--- START Records for the task ---

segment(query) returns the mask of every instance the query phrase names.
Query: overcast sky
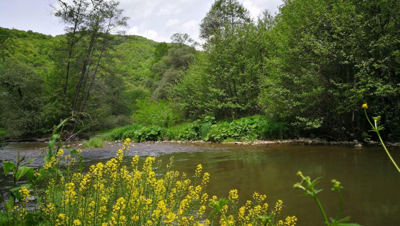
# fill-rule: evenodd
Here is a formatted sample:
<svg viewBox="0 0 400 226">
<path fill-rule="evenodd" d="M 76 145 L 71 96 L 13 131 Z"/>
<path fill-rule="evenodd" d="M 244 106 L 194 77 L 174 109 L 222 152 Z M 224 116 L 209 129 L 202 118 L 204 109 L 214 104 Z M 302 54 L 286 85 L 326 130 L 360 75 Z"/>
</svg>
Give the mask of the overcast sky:
<svg viewBox="0 0 400 226">
<path fill-rule="evenodd" d="M 239 0 L 256 18 L 265 9 L 274 14 L 281 0 Z M 72 0 L 67 0 L 71 2 Z M 174 33 L 187 33 L 198 40 L 198 24 L 214 0 L 120 0 L 130 18 L 130 34 L 169 42 Z M 53 36 L 64 33 L 64 24 L 51 15 L 56 0 L 0 0 L 0 26 L 32 30 Z"/>
</svg>

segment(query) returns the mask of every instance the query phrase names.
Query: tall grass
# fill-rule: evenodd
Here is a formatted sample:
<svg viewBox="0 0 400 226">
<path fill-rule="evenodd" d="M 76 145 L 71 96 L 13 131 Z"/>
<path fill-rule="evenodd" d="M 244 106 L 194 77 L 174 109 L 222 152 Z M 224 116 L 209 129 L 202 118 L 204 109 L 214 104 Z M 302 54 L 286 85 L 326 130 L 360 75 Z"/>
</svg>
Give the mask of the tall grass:
<svg viewBox="0 0 400 226">
<path fill-rule="evenodd" d="M 103 139 L 98 137 L 91 137 L 89 140 L 85 140 L 82 144 L 82 148 L 103 148 Z"/>
<path fill-rule="evenodd" d="M 204 122 L 200 126 L 199 130 L 199 136 L 202 140 L 206 140 L 208 139 L 208 131 L 211 127 L 211 124 L 209 122 Z"/>
<path fill-rule="evenodd" d="M 178 140 L 179 135 L 183 132 L 190 123 L 184 123 L 176 125 L 165 129 L 165 132 L 163 134 L 165 138 L 170 140 Z"/>
<path fill-rule="evenodd" d="M 104 140 L 113 141 L 116 140 L 122 140 L 126 137 L 124 137 L 124 134 L 127 134 L 127 132 L 130 131 L 133 133 L 135 130 L 140 130 L 143 127 L 141 124 L 134 123 L 130 125 L 127 125 L 121 127 L 114 128 L 106 132 L 102 136 Z"/>
</svg>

--- END Records for the task ---

Aim of the exercise: Copy the records above exactly, omitting every picture.

Response to this task:
segment(query) returns the mask of every instance the query phrase names.
Query: overcast sky
# fill-rule: evenodd
Here is a formatted sample:
<svg viewBox="0 0 400 226">
<path fill-rule="evenodd" d="M 76 145 L 71 96 L 13 131 Z"/>
<path fill-rule="evenodd" d="M 244 106 L 194 77 L 174 109 L 222 152 Z M 224 116 L 209 129 L 202 118 L 204 109 L 214 104 Z M 302 54 L 286 85 L 326 130 L 360 75 Z"/>
</svg>
Give the mask of the overcast sky:
<svg viewBox="0 0 400 226">
<path fill-rule="evenodd" d="M 239 0 L 256 18 L 265 9 L 274 14 L 281 0 Z M 72 0 L 67 0 L 71 2 Z M 174 33 L 187 33 L 198 40 L 198 24 L 214 0 L 120 0 L 130 18 L 130 34 L 169 42 Z M 53 36 L 64 33 L 64 24 L 51 15 L 56 0 L 0 0 L 0 26 L 32 30 Z"/>
</svg>

segment(query) returns the mask of every instance the query phrase names.
Query: tall grass
# fill-rule: evenodd
Here is a formatted sample:
<svg viewBox="0 0 400 226">
<path fill-rule="evenodd" d="M 76 145 L 71 96 L 13 131 Z"/>
<path fill-rule="evenodd" d="M 244 106 L 194 77 L 174 109 L 222 152 Z M 224 116 L 209 129 L 202 118 L 204 109 L 214 104 Z M 302 54 L 286 85 L 326 130 L 360 75 Z"/>
</svg>
Give the mask of the tall grass:
<svg viewBox="0 0 400 226">
<path fill-rule="evenodd" d="M 103 139 L 98 137 L 91 137 L 89 140 L 85 140 L 82 144 L 82 148 L 103 148 Z"/>
<path fill-rule="evenodd" d="M 204 122 L 200 126 L 199 130 L 199 136 L 202 140 L 206 140 L 208 139 L 208 131 L 211 127 L 211 124 L 209 122 Z"/>
<path fill-rule="evenodd" d="M 178 140 L 179 135 L 183 132 L 190 123 L 184 123 L 176 125 L 165 129 L 165 132 L 163 134 L 165 138 L 170 140 Z"/>
<path fill-rule="evenodd" d="M 104 140 L 113 141 L 116 140 L 122 140 L 126 137 L 124 137 L 124 134 L 127 134 L 127 132 L 130 131 L 133 133 L 135 130 L 140 130 L 143 127 L 141 124 L 134 123 L 130 125 L 127 125 L 121 127 L 114 128 L 106 132 L 102 136 Z"/>
</svg>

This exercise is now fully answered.